Provided text →
────

Utah Senate votes to overturn mask mandates in Salt Lake and Summit counties
The Utah Senate voted Tuesday along party lines to overturn mask mandates in Salt Lake and Summit counties.
The resolution, S.J.R. 3, still needs to be approved by the House.
The resolution’s sponsor, Sen. Dan McCay, R-Riverton, said it’s not the government’s role to require masks.
“Individuals are more than capable and able to make their own health-related decisions,” McCay said. “Businesses and schools are now put in difficult situations where they're forced to enforce mask mandates and mask adherence when they have unwilling customers and unwilling participants and unwilling students.”
McCay also said he was responding to his constituents who are upset about the mask requirement.
Throughout an almost hour-long debate, Democrats argued the Legislature should respect local control and the state needs this tool to deal with the massive surge of COVID-19.
“This is not a joke,” said Sen. Luz Escamilla, D-Salt Lake City. “The mask is not going to prevent everything and end the pandemic. It is just a tool and people have options to opt-out if they want to. It's for the benefit of everyone that we're doing this. We should be working towards that and not put [up] more barriers for people to be safe.”
The Legislature passed a law in 2021 that allows them to overturn local executive orders like mask requirements.
At a press conference minutes after the Senate passed the resolution, Salt Lake County Health Department Executive Director Angela Dunn said she’s never seen government move so fast.
“Unfortunately, it's in a direction that is harmful to the health of our residents in Salt Lake County,” Dunn said. “We just keep getting punched in the gut every time we try to protect our citizens.”
Dunn issued the mask mandate on Jan. 7 as case numbers and hospitalizations have increased with the omicron variant. The order had bipartisan support among the Salt Lake County Council.
Council member Aimee Winder Newton was one of the Republicans to stand behind it.
“It’s frustrating to have the Legislature write legislation that gives a very specific process on health orders,” Winder Newton said at Tuesday’s press conference. “It was followed by our county. I don’t think it was anything egregious, but then to take that local control away is frustrating.”
The resolution passed the Senate without receiving a committee hearing where the public can comment on pieces of legislation. The Senate suspended its own rules in order to bypass that typical part of the process.
Senators voted to remove a section of the resolution that would automatically overturn future mandates until April 1. So, it’s possible they would have to draft and vote on a new resolution if more mask requirements are implemented.

────

Work instruction → List every person named in the Utah mask mandate article above, along with the title or role the article gives each one.

Region pointing data
────

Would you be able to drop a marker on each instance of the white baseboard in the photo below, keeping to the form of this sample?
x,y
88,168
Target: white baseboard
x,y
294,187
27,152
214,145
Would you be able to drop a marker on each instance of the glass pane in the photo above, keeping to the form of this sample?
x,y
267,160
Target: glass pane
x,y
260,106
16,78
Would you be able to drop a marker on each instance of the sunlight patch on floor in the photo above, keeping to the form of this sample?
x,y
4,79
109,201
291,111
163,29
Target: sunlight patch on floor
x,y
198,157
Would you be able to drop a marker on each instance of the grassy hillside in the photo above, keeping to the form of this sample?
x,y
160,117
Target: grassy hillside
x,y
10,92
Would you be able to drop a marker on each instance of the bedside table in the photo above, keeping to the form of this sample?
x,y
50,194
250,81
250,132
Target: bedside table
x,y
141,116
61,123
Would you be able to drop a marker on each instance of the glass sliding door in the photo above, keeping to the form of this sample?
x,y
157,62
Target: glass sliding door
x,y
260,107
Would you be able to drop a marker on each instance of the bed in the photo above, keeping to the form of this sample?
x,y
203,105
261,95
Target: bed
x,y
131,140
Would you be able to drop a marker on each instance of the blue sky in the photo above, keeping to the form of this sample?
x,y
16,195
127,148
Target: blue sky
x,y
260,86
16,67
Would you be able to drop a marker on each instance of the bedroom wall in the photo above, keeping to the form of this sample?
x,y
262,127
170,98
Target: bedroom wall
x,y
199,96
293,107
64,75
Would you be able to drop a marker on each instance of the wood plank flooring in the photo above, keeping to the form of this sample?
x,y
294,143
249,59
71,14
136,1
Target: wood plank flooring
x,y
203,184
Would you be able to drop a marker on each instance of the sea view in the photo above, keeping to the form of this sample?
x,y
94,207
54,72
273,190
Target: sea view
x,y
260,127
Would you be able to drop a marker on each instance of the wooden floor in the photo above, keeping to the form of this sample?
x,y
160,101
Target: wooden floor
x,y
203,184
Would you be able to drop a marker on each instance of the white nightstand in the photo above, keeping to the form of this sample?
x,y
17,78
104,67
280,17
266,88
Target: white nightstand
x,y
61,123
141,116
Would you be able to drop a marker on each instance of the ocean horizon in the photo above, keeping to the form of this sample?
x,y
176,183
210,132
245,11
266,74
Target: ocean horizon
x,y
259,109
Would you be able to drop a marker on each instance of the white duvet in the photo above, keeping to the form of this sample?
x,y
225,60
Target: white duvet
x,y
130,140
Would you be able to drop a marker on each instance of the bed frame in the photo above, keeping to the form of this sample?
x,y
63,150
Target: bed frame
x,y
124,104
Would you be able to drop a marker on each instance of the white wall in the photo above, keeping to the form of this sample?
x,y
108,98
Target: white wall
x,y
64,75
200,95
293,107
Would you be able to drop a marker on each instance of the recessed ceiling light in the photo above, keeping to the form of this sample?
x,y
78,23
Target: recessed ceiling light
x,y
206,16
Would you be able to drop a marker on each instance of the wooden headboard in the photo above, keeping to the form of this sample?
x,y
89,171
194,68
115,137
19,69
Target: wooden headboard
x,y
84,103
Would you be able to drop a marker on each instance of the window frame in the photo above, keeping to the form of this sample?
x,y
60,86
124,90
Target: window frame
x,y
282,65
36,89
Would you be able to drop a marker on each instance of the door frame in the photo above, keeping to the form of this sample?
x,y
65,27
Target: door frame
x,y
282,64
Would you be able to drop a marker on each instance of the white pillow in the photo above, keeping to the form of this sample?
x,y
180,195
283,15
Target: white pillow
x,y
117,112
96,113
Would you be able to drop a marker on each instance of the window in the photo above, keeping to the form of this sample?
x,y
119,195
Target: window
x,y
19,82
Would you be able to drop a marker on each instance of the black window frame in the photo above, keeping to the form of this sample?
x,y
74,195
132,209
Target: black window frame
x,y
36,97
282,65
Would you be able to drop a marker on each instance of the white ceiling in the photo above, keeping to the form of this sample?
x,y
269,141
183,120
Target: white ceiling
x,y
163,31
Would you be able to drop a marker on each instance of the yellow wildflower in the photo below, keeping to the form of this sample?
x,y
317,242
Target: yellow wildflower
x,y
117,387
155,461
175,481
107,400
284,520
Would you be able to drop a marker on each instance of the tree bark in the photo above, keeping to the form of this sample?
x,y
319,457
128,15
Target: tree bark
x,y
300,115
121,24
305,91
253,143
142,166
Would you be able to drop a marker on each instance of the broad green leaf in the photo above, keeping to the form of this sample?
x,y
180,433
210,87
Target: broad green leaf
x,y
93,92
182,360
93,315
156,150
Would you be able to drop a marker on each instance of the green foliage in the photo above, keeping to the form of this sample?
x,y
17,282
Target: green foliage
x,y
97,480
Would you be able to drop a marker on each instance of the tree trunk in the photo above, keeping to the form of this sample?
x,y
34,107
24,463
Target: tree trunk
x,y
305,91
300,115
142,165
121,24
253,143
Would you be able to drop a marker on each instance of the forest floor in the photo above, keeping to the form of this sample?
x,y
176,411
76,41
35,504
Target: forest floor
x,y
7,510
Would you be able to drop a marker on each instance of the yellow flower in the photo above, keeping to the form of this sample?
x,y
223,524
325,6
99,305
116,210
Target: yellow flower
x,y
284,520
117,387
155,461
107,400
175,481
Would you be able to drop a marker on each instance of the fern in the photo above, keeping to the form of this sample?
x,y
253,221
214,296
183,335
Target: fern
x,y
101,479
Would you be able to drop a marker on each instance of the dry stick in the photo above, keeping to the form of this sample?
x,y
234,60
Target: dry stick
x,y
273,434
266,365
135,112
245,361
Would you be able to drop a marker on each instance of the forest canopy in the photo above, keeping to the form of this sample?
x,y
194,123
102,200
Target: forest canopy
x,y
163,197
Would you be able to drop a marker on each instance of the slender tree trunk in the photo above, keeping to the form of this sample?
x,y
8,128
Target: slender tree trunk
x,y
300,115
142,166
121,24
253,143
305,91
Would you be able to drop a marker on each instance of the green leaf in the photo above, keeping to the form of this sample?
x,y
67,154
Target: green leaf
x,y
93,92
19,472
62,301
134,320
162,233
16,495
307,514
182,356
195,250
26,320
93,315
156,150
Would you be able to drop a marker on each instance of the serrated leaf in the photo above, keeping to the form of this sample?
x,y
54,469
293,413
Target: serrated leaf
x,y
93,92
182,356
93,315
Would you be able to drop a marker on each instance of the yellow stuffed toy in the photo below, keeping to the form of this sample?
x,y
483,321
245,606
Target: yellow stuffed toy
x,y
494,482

────

Exercise output →
- Dan McCay: state senator (R-Riverton) and sponsor of the resolution
- Luz Escamilla: state senator (D-Salt Lake City)
- Angela Dunn: Executive Director of the Salt Lake County Health Department
- Aimee Winder Newton: Salt Lake County Council member and Republican